------ INPUT MATERIAL
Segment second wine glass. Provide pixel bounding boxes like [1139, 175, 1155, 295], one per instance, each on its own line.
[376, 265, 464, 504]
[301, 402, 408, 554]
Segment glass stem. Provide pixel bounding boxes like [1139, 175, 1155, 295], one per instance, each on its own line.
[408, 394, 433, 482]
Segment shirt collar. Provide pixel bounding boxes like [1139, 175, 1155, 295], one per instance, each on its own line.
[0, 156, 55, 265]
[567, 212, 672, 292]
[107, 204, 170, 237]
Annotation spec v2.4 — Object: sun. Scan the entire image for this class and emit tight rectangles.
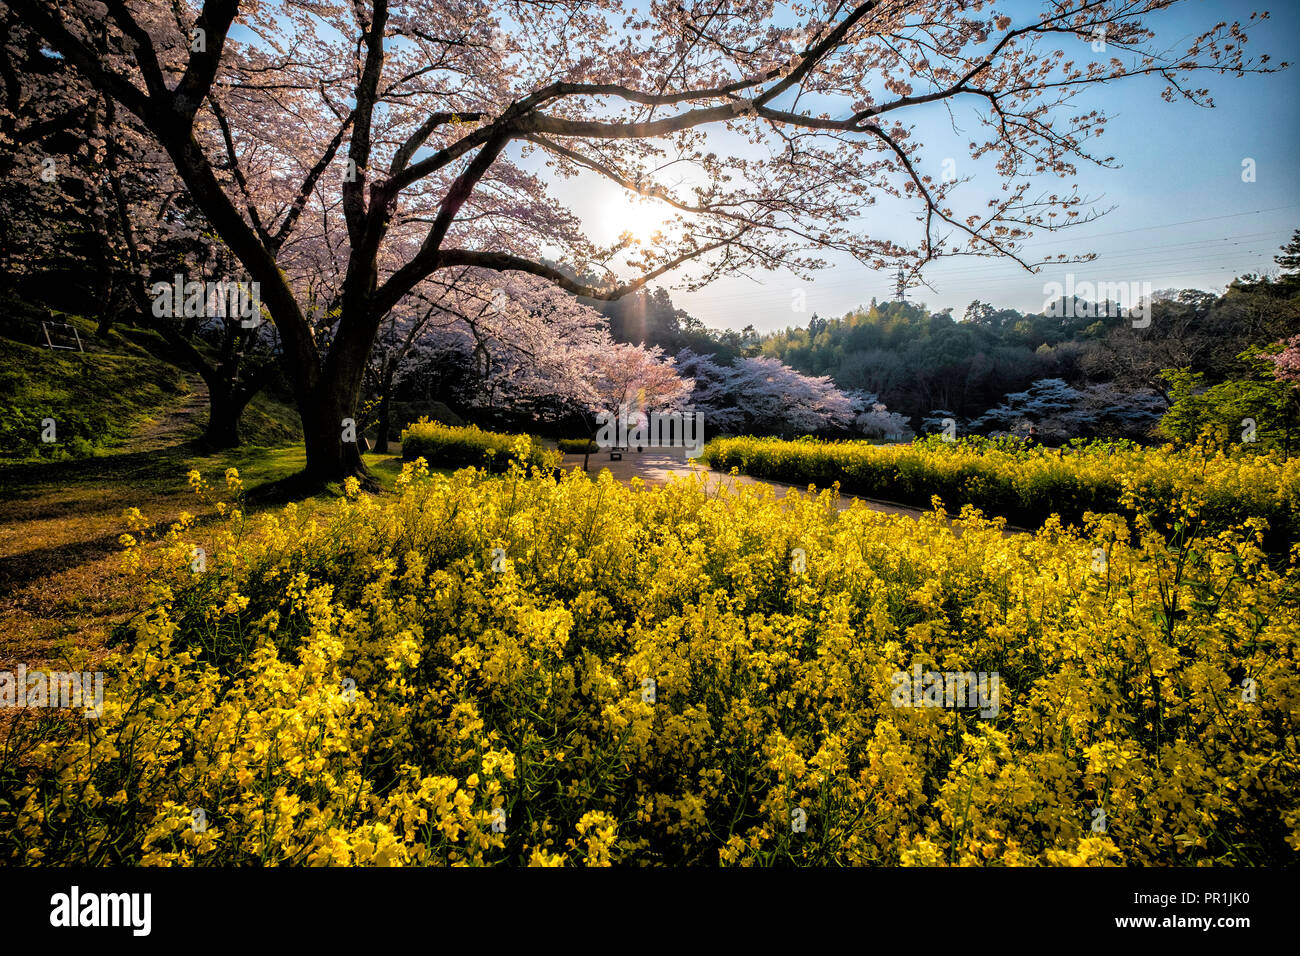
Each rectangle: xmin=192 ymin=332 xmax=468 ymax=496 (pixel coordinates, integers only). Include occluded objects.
xmin=614 ymin=193 xmax=676 ymax=247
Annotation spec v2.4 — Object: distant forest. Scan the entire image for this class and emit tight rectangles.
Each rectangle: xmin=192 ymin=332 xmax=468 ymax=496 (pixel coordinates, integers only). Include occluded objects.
xmin=590 ymin=242 xmax=1300 ymax=441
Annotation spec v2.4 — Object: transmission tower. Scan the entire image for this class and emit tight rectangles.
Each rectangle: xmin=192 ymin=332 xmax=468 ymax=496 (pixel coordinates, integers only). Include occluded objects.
xmin=893 ymin=264 xmax=908 ymax=302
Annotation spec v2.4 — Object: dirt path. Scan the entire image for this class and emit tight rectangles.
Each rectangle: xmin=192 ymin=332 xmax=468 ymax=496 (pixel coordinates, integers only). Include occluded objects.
xmin=133 ymin=374 xmax=209 ymax=450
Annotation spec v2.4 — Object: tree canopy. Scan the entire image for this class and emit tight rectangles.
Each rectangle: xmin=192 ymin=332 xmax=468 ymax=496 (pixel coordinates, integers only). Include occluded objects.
xmin=6 ymin=0 xmax=1276 ymax=482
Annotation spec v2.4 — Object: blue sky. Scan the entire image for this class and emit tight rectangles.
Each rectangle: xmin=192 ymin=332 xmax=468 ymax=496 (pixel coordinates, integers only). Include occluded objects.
xmin=232 ymin=1 xmax=1299 ymax=332
xmin=550 ymin=0 xmax=1300 ymax=333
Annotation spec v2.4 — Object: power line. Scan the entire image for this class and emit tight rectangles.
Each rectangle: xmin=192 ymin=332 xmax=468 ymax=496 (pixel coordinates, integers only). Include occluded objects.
xmin=685 ymin=230 xmax=1291 ymax=310
xmin=926 ymin=232 xmax=1287 ymax=279
xmin=1001 ymin=203 xmax=1300 ymax=248
xmin=938 ymin=248 xmax=1282 ymax=288
xmin=689 ymin=222 xmax=1294 ymax=305
xmin=678 ymin=207 xmax=1300 ymax=323
xmin=946 ymin=251 xmax=1279 ymax=287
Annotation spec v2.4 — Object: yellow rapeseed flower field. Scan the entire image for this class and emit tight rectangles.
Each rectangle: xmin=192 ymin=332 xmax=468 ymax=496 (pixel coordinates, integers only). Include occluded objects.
xmin=1 ymin=449 xmax=1296 ymax=866
xmin=703 ymin=435 xmax=1300 ymax=551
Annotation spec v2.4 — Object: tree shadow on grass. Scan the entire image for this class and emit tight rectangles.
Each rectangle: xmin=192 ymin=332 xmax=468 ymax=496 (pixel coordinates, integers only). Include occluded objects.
xmin=242 ymin=471 xmax=339 ymax=506
xmin=242 ymin=454 xmax=406 ymax=505
xmin=0 ymin=440 xmax=204 ymax=497
xmin=0 ymin=530 xmax=129 ymax=595
xmin=0 ymin=496 xmax=244 ymax=595
xmin=1 ymin=444 xmax=411 ymax=596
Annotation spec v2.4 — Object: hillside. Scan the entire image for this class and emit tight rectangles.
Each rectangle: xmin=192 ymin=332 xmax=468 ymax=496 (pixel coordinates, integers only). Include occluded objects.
xmin=0 ymin=307 xmax=302 ymax=461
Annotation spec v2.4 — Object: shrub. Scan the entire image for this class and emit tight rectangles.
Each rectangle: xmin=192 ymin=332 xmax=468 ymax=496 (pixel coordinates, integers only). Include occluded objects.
xmin=400 ymin=419 xmax=558 ymax=473
xmin=557 ymin=438 xmax=598 ymax=454
xmin=701 ymin=435 xmax=1300 ymax=550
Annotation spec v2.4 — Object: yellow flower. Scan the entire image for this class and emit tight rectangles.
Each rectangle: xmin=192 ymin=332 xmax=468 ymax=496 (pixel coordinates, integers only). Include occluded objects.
xmin=6 ymin=439 xmax=1295 ymax=868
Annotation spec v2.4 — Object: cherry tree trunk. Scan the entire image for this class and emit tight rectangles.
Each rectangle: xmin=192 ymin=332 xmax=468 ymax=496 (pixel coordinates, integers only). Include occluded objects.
xmin=373 ymin=394 xmax=392 ymax=455
xmin=203 ymin=384 xmax=244 ymax=450
xmin=298 ymin=366 xmax=372 ymax=486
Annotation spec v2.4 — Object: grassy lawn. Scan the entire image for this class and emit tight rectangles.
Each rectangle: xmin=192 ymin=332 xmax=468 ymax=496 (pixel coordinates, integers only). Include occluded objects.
xmin=0 ymin=312 xmax=419 ymax=677
xmin=0 ymin=435 xmax=411 ymax=677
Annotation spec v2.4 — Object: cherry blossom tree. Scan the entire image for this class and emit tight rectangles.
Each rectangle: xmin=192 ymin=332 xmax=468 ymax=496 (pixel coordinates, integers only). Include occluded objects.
xmin=673 ymin=348 xmax=747 ymax=433
xmin=852 ymin=394 xmax=914 ymax=440
xmin=365 ymin=268 xmax=641 ymax=456
xmin=407 ymin=271 xmax=612 ymax=419
xmin=10 ymin=0 xmax=1278 ymax=485
xmin=363 ymin=283 xmax=459 ymax=454
xmin=970 ymin=377 xmax=1164 ymax=442
xmin=728 ymin=356 xmax=860 ymax=435
xmin=675 ymin=347 xmax=902 ymax=437
xmin=459 ymin=275 xmax=612 ymax=417
xmin=0 ymin=10 xmax=285 ymax=449
xmin=1263 ymin=336 xmax=1300 ymax=385
xmin=571 ymin=341 xmax=689 ymax=468
xmin=0 ymin=4 xmax=132 ymax=304
xmin=104 ymin=124 xmax=285 ymax=449
xmin=587 ymin=342 xmax=694 ymax=423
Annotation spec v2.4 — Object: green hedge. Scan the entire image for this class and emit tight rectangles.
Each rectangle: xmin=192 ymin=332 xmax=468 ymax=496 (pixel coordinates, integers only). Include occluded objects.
xmin=557 ymin=438 xmax=598 ymax=454
xmin=701 ymin=434 xmax=1300 ymax=549
xmin=401 ymin=420 xmax=559 ymax=473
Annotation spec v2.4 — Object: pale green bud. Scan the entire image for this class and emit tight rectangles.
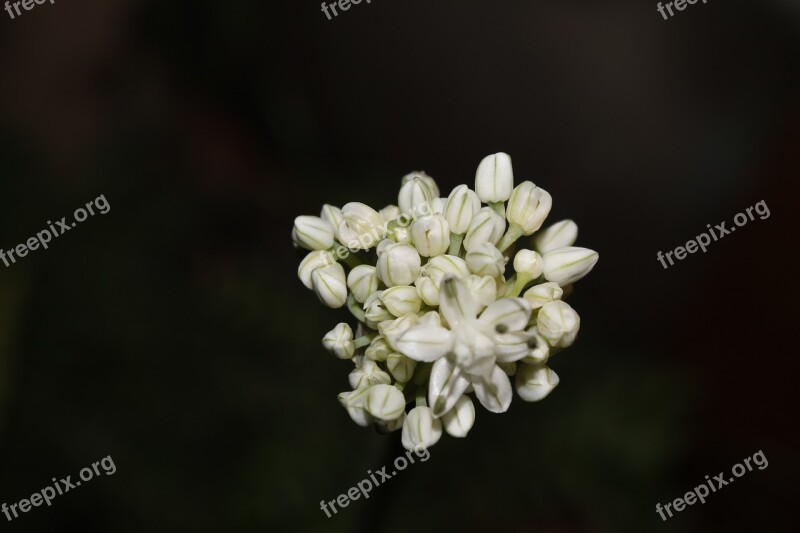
------------
▸ TASK GOAL: For the listing above, say how many lines hold the word "tree". Nothing but the number is needed.

▸ RESULT OF THIS EXERCISE: 4